TRECHO PARA LEITURA —
****************

Indígenas pedem afastamento do presidente da Funai à Justiça Federal, aos 33 anos da promulgação da Constituinte

Ontem, 5 de outubro, celebramos 33 anos da promulgação da Constituinte que, para os indígenas, significou uma ruptura constitucional na política indigenista brasileira da época, que era uma política anti-indígena, na verdade.

“A Constituição Federal veio e inaugurou uma nova ordem jurídica. Rompeu com a tutela jurídica que antes perdurava sobre os povos indígenas. Rompeu com a visão integracionista/assimilacionista que orientava a relação do Estado brasileiro com os povos indígenas”, destaca a APIB – Articulação dos Povos Indígenas do Brasil.

“Se antes a ordem era integrar, assimilar esses povos, a Constituição Federal veio e trouxe um novo comando, o comando de respeitar a diferença, de respeitar a autodeterminação dos povos“.

Por isso, nesse dia tão especial, a APIB e suas organizações indígenas de base entraram com a primeira Ação Civil Pública (ACP), na Justiça Federal, pedindo o afastamento do presidente da Funai.

“A permanência de Marcelo Augusto Xavier da Silva na presidência da Funai, semeando a destruição das estruturas estatais de proteção dos direitos indígenas, como se vê em diversos outros órgãos do atual governo, é a falência do Estado Democrático de Direito”, destaca trecho da ACP ingressada na Justiça. Leia o texto na íntegra.

Luiz Eloy Terena, coordenador jurídico da APIB, explica:

“Estamos levando ao conhecimento da Justiça Federal vários atos que o presidente da Funai, Marcelo Xavier, vem praticando nos últimos três anos, que vão desde o abandono da defesa dos povos indígenas, atuação contrária aos direitos dos povos indígenas, à perseguição aos povos e organizações indígenas. Com isso, fica muito claro que ele tem atuado ferindo os princípios constitucionais que orientam a administração pública federal e, portanto, pedimos, com base nesse fundamento, o seu afastamento”.

****************

INSTRUÇÕES DE TRABALHO —
**a.** Responda às perguntas sobre o trecho a respeito do pedido de afastamento do presidente da Funai:
(i) Quantos anos da promulgação da Constituinte foram celebrados em 5 de outubro?
(ii) Que ação a APIB e suas organizações de base apresentaram na Justiça Federal?
(iii) Que função Luiz Eloy Terena exerce na APIB?
**b.** Escreva a continuação do trecho sobre o pedido de afastamento do presidente da Funai a partir do ponto em que ele termina.
Os dados formam um material à parte, sem ligação com o trecho.

****************

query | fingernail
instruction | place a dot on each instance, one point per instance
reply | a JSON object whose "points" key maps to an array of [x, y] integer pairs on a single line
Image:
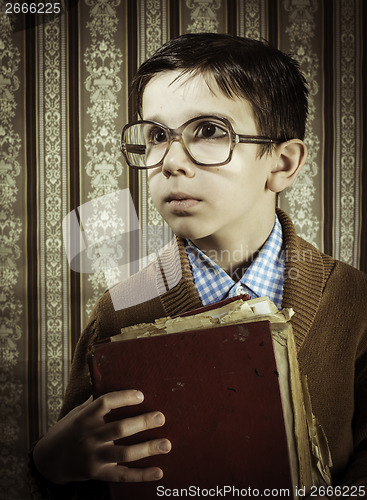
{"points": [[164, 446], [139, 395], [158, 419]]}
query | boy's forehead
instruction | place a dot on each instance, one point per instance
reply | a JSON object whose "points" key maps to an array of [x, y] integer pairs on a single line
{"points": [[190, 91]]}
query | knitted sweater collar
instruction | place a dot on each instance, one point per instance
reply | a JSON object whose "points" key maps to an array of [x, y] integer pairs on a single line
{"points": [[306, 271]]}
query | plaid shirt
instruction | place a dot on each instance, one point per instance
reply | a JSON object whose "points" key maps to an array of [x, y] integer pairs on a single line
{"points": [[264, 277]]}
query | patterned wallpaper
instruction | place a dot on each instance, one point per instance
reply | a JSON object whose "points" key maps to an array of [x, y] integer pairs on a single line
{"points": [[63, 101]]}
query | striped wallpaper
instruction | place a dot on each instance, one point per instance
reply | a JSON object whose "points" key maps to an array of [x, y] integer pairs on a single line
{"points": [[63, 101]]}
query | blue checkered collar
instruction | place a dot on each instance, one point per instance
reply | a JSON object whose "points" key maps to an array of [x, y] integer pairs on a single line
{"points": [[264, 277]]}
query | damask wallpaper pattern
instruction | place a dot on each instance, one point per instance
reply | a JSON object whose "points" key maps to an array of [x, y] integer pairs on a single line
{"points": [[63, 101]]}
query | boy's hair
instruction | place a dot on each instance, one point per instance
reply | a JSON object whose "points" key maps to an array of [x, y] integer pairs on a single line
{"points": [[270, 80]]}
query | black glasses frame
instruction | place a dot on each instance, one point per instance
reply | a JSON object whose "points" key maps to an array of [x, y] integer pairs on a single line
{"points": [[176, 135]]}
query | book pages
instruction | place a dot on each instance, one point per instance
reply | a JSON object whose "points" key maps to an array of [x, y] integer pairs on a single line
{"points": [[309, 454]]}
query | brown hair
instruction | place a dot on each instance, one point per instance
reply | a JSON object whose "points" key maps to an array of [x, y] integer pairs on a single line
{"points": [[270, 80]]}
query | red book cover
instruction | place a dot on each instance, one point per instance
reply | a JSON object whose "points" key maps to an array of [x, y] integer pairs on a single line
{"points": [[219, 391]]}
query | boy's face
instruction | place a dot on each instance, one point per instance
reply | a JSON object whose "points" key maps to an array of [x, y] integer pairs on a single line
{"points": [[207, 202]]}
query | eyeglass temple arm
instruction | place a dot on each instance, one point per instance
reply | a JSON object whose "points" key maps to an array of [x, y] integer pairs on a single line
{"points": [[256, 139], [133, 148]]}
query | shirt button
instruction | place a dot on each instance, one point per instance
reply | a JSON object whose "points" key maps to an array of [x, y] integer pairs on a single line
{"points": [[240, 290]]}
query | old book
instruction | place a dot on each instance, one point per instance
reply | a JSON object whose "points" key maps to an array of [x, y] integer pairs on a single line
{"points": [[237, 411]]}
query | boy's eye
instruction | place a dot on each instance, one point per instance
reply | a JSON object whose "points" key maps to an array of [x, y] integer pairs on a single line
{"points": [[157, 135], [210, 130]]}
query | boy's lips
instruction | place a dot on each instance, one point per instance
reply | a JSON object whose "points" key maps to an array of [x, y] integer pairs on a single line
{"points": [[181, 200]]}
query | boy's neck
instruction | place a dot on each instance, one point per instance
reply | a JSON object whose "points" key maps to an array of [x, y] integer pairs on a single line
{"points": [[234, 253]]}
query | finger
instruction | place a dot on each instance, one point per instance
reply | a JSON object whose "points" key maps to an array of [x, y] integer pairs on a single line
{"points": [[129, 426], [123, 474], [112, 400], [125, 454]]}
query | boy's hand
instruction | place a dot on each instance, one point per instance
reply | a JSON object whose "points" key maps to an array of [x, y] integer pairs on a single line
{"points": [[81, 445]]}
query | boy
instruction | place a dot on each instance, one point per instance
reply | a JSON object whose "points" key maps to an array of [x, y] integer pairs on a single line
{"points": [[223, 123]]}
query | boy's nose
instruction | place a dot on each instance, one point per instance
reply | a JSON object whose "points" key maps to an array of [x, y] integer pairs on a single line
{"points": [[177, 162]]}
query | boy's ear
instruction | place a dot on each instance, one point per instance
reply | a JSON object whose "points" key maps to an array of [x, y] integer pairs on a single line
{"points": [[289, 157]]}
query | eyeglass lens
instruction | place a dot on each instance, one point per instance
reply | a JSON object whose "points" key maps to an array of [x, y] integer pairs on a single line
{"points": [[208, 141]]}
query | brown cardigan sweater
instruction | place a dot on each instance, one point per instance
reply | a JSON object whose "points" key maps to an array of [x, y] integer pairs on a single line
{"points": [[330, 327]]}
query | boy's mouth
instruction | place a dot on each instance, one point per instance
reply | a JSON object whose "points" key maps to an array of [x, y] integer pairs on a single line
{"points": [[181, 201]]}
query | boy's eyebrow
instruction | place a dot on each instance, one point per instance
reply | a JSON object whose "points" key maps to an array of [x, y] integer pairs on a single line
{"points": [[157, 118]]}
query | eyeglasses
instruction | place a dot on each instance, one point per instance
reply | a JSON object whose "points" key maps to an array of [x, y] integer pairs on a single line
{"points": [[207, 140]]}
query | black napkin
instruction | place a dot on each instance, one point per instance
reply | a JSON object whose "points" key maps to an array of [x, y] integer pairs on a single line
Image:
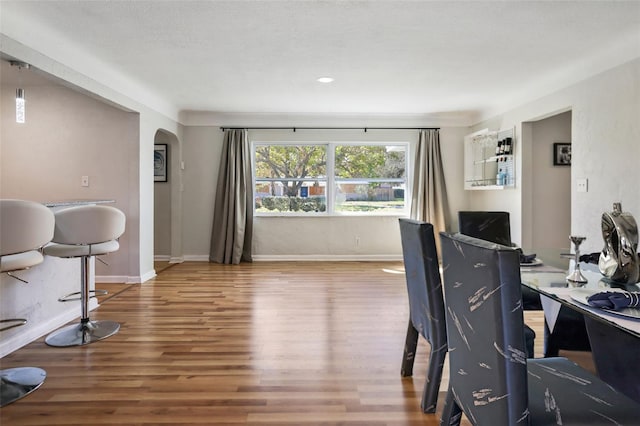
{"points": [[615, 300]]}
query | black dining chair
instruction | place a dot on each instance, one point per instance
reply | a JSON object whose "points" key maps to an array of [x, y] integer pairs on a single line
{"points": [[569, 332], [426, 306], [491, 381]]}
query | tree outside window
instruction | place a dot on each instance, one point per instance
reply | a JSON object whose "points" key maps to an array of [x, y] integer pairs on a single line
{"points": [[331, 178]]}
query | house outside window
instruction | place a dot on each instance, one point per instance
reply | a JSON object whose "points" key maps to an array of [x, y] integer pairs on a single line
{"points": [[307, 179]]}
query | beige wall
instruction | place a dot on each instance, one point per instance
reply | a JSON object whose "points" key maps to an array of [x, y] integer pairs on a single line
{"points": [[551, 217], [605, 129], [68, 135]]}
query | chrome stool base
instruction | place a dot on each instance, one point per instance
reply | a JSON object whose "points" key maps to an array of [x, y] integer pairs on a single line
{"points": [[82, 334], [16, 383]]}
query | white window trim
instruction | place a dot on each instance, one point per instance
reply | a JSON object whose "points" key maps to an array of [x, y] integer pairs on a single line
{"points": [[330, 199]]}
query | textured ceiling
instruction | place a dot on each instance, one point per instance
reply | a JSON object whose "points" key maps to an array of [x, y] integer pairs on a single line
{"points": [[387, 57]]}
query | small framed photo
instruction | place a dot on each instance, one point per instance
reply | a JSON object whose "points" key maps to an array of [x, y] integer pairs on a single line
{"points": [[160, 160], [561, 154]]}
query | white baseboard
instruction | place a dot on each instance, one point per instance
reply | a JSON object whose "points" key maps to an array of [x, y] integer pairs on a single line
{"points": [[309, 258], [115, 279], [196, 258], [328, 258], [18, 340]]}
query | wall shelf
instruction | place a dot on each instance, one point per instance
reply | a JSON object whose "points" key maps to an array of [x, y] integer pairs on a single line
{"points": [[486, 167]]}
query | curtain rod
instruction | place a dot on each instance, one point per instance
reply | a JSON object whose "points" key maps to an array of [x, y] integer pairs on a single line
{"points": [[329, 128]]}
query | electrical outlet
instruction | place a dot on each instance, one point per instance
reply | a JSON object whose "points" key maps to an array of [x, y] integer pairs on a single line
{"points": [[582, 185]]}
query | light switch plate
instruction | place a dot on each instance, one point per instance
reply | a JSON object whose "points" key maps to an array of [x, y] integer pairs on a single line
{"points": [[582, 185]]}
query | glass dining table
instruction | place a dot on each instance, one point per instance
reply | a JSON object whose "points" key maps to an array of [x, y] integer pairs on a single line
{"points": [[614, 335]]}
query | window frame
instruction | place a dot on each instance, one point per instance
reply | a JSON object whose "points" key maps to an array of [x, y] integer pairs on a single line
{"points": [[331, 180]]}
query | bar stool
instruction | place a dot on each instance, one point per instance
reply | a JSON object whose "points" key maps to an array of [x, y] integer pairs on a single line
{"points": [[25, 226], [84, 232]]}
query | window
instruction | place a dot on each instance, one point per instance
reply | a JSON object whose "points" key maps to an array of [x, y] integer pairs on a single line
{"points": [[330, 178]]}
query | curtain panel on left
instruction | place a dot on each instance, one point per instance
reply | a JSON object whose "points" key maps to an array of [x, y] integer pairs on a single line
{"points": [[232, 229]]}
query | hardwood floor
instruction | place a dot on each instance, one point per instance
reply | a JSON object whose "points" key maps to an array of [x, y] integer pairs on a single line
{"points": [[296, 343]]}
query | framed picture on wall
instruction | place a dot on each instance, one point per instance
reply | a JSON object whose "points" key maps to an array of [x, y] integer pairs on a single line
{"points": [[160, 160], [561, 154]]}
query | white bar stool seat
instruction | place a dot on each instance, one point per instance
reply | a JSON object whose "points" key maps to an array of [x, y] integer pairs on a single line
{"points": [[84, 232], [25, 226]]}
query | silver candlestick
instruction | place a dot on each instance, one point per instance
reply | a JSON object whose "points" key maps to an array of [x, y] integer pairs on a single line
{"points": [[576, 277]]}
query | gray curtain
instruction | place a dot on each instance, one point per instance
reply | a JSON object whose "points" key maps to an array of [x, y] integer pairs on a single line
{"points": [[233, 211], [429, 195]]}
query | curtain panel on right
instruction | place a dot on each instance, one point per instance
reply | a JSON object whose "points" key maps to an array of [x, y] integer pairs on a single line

****************

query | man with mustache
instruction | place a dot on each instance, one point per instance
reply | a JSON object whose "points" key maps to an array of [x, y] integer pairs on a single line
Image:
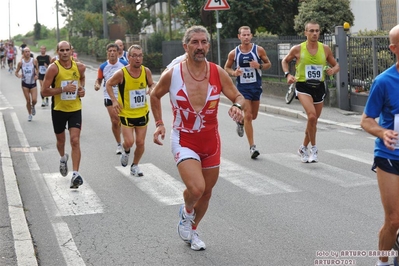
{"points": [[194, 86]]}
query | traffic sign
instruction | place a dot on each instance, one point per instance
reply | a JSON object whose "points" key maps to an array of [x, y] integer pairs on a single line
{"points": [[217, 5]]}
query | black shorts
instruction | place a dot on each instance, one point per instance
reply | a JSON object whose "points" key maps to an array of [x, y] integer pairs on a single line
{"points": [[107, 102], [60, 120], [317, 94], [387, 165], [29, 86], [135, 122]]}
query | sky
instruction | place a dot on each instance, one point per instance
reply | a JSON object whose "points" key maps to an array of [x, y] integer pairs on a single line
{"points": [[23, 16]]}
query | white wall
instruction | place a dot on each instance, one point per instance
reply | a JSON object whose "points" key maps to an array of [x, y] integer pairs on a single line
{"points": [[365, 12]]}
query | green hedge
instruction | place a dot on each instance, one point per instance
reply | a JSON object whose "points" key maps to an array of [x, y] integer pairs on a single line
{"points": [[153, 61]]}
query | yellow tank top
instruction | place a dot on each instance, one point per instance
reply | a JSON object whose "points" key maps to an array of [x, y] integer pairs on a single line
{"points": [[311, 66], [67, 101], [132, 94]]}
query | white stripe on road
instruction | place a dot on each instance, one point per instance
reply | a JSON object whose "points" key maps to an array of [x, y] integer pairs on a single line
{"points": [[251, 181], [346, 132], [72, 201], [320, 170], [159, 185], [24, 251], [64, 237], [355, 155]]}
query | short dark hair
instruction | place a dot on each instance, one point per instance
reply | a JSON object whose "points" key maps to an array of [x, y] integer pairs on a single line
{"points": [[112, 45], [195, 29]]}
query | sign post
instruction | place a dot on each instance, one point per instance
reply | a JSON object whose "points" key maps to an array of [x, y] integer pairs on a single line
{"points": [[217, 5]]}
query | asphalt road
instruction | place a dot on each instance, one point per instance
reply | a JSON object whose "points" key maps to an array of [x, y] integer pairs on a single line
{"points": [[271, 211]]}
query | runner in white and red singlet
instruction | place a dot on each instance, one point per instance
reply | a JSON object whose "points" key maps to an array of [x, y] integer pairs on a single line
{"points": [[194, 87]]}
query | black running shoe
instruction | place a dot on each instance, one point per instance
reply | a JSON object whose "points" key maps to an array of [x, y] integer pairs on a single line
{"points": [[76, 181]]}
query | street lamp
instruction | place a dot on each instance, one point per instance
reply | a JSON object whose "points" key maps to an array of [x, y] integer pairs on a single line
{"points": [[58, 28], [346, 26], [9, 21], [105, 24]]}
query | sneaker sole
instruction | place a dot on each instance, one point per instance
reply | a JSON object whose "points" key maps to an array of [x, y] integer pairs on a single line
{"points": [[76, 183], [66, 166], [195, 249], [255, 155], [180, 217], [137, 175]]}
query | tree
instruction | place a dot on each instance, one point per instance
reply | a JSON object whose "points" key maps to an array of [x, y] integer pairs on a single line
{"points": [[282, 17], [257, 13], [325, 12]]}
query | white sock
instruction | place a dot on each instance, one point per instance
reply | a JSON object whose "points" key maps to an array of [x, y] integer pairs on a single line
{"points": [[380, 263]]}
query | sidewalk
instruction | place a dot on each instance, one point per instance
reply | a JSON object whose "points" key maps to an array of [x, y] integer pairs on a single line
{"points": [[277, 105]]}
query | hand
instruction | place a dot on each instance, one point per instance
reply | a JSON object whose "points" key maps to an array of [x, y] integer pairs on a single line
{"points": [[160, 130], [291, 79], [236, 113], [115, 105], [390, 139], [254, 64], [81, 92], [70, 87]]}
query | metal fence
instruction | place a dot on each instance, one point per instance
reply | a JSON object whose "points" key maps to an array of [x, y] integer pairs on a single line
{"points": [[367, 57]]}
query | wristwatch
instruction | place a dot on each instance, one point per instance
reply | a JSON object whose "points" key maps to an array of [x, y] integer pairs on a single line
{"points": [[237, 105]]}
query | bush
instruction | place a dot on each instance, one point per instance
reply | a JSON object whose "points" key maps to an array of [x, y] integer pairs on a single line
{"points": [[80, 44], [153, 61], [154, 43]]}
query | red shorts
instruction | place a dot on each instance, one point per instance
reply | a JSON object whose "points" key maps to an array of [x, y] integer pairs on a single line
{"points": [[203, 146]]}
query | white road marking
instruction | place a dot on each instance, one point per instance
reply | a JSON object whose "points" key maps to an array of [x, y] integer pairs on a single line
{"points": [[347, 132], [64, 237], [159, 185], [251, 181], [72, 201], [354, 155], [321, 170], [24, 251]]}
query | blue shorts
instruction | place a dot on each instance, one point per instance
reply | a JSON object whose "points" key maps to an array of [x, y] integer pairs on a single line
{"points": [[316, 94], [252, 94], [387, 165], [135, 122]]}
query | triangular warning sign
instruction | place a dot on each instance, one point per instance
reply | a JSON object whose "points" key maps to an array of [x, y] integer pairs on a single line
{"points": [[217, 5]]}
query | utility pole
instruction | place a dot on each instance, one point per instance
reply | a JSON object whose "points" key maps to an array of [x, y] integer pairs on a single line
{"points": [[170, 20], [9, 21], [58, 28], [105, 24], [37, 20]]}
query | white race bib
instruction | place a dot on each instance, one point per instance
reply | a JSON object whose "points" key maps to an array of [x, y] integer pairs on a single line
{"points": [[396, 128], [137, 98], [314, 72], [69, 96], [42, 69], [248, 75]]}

****************

RESPOSTAS NUMERADAS —
**a.**
(i) 33 anos.
(ii) A primeira Ação Civil Pública (ACP), pedindo o afastamento do presidente da Funai.
(iii) Coordenador jurídico.

**b.**
Sempre alerta

Foto: Divulgação, APIB

Em seu Instagram, Eloy Terena fez um desabafo muito comovente e importante, que reproduzo aqui:

“Sou cria da Constituição Cidadã, que veio ao mundo há exatamente 33 anos, em 5 de outubro de 1988. Nasci naquele ano e recebi este legado de gerações anteriores, que lutaram pelos direitos que conquistamos, mas que ainda somos obrigados a defender até hoje.

No momento, nos vemos novamente às voltas com a ameaça da tese do “marco temporal”, que recomeçará a ser julgada pelo Supremo Tribunal Federal no fim de outubro.

Segundo ela, só devem ter assegurada a posse de suas terras os povos que as estavam ocupando na data da promulgação da Constituição. Caso essa tese vencesse, o que seria um direito, se transformaria em castigo – poderia ser usada até para rever antigas demarcações.

Nossa História não começou em 1988 e é marcada pela violência. Nenhum povo abandonou sua terra por vontade própria, mas foi, sim, removido. Um crime contra a humanidade indígena.

Graças as lutas dos nossos caciques, que enviaram seus jovens para a universidade. Aliado a ações afirmativas, eu me formei advogado e hoje sou assessor jurídico da Articulação dos Povos Indígenas do Brasil.

Sou Terena, mas a minha história é igual a de qualquer cidadão brasileiro que não nasceu cercado de privilégios e que teve oportunidades mais justas a partir de sua criação. Dou muito valor a esta conquista e, por isso, além de celebrá-la hoje, vou me manter alerta para nunca perdê-la”.

#ForaXavier 

Indígenas pedem afastamento do presidente da Funai à Justiça Federal, aos 33 anos da promulgação da Constituinte

Vale lembrar que Marcelo Xavier tornou-se réu por atraso na demarcação da Terra Indígena Munduruku, em Santarém, no Pará, como contamos aqui.

O Ministério Público Federal acusa o presidente da Funai de improbidade administrativa por descumprir seis decisões definidas em acordo judicial. Ele não só ignorou o acordo judicial entre Funai e MPF, como também deixou de se manifestar quando instado pelo juiz que fiscalizava esse acordo.

A seguir, conheça as “realizações” do presidente da Funai nos últimos três anos, listadas pela APIB na Ação Cívica Pública, que oferecem a dimensão anti-indígena desse órgão, hoje.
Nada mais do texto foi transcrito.